» AIM OF THE EXERCISE
Reproduce word for word everything in the text on structuring actuarial models from "Structuring Actuarial Models" down to "are rarely elegant.".

» SELECTED PASSAGE
....

Structuring Actuarial Models
The challenge
As actuaries, much of our work involves the production, use and maintenance of cash flow models. Many such models will be built in MS Excel – the natural ally of the actuary. Excel models are generally easy to understand, easy to build, and easy to test. There are exceptions to this rule, of course, but the amount of Excel expertise required to build decent models is relatively low compared with models written purely in code.
Unfortunately, Excel suffers from scaling problems and can get very slow as models become more complex. In the actuarial world, it is common to want to model an unknown number of factors, such as funds held by a unit-linked policy, where the number of funds may change over time. Excel models that try to handle such multiplicities are rarely elegant.
A common alternative is to build models in VBA, VB or something similar. (While the focus of this article is on code-based models, many of the points made apply to models developed in proprietary actuarial software platforms such as Prophet and MoSes.) This approach is much more potent but suffers from several drawbacks which are sometimes prohibitive. For starters, there is rarely more than a functional knowledge of coding in actuarial teams, and this makes people rightfully worried about the risk of key person dependency. Furthermore, it is not easy to get into a model written purely in code and see what is going on.
Often, though, these drawbacks will be more than offset by the gains, and a model will be built using VBA or similar. Because the priority for the business will be to get the model working and tested in time for a deadline, the quality of the code is not usually the top priority – and perhaps rightly so. Unfortunately, this means that code-based models built by the typical actuarial team have the potential to be somewhat:
- Difficult to understand
- Difficult to peer review
- Difficult to explain
- Difficult to maintain
- Difficult to extend
- Difficult to test
This is not an attempt to pretentiously deride such models. It takes a considerable amount of time and knowledge to build a model that does not have any of the above limitations, and it takes even more time and knowledge to keep them that way over a long time and across multiple owners. Even coding enthusiasts and experts will make numerous poor decisions when building or maintaining a model. It would simply be uneconomical to devote the additional time required to make the code perfect.
Unfortunately, the result is that over time models tend to become more and more difficult to work with. The question is: what measures can realistically be taken to stave off the above characteristics?
There is a unique challenge here in that there is very little authoritative advice on what to do. There are plenty of conventions for writing good code, but the more specific advice tends also to be specific to the coding language and application being built. Whilst some mantras are quite universal (e.g. “A lot more time is spent reading code than writing code”), very little is tailored to an actuarial context, for obvious reasons. Outside of software development professionals, the emphasis tends to be more on getting answers than ensuring the code is immaculately organised.

....

» EXTRACTED MATERIAL
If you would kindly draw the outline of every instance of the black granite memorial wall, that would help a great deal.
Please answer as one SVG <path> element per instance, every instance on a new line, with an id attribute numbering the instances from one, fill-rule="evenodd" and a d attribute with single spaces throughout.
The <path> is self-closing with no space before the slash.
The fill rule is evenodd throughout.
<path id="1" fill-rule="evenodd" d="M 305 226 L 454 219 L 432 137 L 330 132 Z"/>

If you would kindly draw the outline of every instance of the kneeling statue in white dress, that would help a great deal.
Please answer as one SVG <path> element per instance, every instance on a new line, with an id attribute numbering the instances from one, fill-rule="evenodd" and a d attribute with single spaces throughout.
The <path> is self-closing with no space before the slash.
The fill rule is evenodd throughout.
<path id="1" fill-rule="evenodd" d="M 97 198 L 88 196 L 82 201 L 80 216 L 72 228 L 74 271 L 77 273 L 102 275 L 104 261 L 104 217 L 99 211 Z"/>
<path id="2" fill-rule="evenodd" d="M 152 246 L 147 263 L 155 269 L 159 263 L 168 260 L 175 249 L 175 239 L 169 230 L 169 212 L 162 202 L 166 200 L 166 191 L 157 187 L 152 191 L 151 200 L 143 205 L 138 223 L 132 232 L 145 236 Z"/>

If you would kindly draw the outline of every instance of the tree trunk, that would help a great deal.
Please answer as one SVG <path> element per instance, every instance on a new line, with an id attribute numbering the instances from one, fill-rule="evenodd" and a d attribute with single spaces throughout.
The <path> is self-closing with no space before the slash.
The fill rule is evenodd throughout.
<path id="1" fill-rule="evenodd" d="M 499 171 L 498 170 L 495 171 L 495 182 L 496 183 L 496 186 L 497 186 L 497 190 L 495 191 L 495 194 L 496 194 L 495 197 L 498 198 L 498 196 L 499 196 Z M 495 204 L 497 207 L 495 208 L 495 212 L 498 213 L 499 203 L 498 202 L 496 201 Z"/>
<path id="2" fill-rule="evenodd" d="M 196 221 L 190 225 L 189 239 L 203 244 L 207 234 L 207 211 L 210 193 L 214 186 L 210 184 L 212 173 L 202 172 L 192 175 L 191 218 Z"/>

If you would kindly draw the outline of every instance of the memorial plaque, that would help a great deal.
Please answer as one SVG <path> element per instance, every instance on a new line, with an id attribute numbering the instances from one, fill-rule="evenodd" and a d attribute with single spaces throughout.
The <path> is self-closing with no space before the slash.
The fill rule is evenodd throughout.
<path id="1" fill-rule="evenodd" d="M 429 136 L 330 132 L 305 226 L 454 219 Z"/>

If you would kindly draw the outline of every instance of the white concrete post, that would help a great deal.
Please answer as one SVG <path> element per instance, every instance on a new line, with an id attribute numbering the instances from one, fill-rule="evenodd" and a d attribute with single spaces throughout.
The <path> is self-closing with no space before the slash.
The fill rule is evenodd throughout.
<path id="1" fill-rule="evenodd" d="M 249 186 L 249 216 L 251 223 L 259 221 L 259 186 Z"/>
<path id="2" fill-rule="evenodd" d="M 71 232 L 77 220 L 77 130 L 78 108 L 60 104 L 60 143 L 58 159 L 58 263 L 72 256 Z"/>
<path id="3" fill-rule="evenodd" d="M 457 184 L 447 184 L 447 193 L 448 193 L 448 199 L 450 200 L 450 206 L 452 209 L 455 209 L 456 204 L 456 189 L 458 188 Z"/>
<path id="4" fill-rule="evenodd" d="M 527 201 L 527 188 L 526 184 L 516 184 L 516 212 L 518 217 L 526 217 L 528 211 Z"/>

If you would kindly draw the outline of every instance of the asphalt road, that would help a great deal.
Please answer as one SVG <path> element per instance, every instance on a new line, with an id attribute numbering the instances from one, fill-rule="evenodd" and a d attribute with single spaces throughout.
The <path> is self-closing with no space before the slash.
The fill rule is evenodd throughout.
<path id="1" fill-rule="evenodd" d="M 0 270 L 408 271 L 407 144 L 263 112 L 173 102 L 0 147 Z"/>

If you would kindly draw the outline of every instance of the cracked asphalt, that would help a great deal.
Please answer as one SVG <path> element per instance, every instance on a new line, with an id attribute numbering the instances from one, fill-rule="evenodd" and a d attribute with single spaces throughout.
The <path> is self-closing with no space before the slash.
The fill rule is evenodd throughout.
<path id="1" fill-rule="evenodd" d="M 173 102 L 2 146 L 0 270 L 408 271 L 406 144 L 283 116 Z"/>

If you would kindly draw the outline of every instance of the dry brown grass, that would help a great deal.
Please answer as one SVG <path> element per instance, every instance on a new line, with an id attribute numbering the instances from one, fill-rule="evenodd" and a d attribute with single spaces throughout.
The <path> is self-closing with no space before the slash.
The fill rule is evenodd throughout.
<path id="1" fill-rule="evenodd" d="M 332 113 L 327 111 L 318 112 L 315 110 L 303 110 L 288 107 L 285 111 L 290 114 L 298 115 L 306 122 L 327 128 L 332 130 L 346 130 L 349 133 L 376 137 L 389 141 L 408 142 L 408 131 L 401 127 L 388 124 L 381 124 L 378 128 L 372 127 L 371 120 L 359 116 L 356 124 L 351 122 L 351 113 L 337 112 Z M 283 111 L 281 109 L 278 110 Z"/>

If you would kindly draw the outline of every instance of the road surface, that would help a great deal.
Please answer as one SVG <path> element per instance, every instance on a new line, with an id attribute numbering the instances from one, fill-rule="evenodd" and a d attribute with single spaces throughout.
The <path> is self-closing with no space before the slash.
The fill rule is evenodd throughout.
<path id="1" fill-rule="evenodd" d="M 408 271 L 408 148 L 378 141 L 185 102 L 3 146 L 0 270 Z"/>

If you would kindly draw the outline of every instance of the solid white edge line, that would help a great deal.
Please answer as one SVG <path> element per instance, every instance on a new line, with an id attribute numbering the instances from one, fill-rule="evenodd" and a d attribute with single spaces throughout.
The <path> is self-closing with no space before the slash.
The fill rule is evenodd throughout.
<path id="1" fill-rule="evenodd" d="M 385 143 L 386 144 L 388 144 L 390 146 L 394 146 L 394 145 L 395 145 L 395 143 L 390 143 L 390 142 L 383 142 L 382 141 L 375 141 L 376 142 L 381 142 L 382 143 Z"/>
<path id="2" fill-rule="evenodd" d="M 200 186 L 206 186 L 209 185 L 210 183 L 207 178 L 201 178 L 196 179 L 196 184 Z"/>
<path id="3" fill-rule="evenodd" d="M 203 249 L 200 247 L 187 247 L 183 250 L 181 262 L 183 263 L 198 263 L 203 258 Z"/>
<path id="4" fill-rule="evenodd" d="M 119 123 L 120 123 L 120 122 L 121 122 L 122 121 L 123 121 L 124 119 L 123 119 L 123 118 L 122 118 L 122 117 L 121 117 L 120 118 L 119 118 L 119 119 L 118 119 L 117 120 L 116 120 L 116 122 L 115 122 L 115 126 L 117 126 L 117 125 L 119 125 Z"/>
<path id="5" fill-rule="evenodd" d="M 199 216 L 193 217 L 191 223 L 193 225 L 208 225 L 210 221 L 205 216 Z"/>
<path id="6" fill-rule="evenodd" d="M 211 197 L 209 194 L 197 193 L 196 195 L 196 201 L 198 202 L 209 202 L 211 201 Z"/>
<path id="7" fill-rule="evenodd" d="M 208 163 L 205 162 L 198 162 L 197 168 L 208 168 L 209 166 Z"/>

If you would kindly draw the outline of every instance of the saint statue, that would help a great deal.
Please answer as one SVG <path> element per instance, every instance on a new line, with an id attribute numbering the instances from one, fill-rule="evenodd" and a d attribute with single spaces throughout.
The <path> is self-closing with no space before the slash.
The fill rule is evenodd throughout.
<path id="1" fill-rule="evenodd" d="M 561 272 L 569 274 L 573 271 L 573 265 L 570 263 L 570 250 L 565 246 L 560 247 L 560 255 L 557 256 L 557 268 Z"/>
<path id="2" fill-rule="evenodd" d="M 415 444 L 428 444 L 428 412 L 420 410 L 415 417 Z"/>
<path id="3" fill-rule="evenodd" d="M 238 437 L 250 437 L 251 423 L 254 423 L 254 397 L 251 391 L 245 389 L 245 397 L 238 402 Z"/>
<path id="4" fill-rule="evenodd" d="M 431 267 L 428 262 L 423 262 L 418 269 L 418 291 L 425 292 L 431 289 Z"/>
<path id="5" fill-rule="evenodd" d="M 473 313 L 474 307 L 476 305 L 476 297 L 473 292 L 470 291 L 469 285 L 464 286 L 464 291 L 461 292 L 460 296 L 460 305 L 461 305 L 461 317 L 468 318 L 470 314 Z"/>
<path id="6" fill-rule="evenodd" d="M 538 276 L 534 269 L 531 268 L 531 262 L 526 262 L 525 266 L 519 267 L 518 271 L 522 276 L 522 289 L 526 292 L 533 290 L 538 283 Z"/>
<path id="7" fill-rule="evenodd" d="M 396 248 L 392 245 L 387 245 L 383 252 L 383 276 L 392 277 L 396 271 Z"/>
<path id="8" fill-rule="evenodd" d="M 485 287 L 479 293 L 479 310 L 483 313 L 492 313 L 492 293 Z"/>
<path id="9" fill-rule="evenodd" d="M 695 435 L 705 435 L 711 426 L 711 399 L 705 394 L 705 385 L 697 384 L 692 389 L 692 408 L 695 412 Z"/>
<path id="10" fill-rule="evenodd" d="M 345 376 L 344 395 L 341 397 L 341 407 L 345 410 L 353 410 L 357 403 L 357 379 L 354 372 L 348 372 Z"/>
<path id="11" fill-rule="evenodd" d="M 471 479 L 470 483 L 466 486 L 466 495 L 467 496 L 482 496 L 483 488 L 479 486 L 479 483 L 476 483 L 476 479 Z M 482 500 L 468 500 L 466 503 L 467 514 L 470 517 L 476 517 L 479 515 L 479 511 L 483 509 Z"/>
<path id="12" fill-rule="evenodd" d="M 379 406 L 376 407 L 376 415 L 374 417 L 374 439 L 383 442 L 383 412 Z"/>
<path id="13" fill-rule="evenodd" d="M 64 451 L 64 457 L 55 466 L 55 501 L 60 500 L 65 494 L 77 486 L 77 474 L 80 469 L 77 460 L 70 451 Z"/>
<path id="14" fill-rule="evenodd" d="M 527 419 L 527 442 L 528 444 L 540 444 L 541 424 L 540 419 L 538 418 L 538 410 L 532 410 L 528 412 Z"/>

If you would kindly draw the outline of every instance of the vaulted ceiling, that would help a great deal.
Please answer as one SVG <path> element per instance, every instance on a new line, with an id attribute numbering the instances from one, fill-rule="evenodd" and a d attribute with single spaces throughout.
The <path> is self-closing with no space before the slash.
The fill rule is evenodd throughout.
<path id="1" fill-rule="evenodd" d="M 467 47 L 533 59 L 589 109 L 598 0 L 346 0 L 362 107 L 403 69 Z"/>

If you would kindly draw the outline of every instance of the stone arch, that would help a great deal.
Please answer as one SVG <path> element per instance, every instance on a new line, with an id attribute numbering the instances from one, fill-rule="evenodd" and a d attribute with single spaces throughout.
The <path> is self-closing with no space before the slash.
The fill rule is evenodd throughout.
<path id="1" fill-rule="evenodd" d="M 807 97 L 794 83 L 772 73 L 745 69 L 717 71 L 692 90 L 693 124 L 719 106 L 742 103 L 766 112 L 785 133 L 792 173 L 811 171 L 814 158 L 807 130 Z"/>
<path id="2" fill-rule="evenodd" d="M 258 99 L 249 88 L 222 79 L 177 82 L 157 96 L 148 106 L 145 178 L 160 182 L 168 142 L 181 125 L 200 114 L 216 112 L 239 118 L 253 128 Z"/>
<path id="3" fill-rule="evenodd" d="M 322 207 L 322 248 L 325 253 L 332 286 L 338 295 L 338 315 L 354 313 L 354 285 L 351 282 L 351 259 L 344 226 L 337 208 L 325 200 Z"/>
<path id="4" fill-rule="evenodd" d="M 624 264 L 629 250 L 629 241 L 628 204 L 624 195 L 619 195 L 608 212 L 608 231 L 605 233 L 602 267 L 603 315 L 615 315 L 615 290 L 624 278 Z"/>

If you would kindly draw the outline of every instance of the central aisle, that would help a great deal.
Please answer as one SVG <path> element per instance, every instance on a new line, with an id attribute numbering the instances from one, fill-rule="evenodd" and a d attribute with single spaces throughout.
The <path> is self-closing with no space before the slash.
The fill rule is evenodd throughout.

....

» TASK RESULT
Structuring Actuarial Models
The challenge
As actuaries, much of our work involves the production, use and maintenance of cash flow models. Many such models will be built in MS Excel – the natural ally of the actuary. Excel models are generally easy to understand, easy to build, and easy to test. There are exceptions to this rule, of course, but the amount of Excel expertise required to build decent models is relatively low compared with models written purely in code.
Unfortunately, Excel suffers from scaling problems and can get very slow as models become more complex. In the actuarial world, it is common to want to model an unknown number of factors, such as funds held by a unit-linked policy, where the number of funds may change over time. Excel models that try to handle such multiplicities are rarely elegant.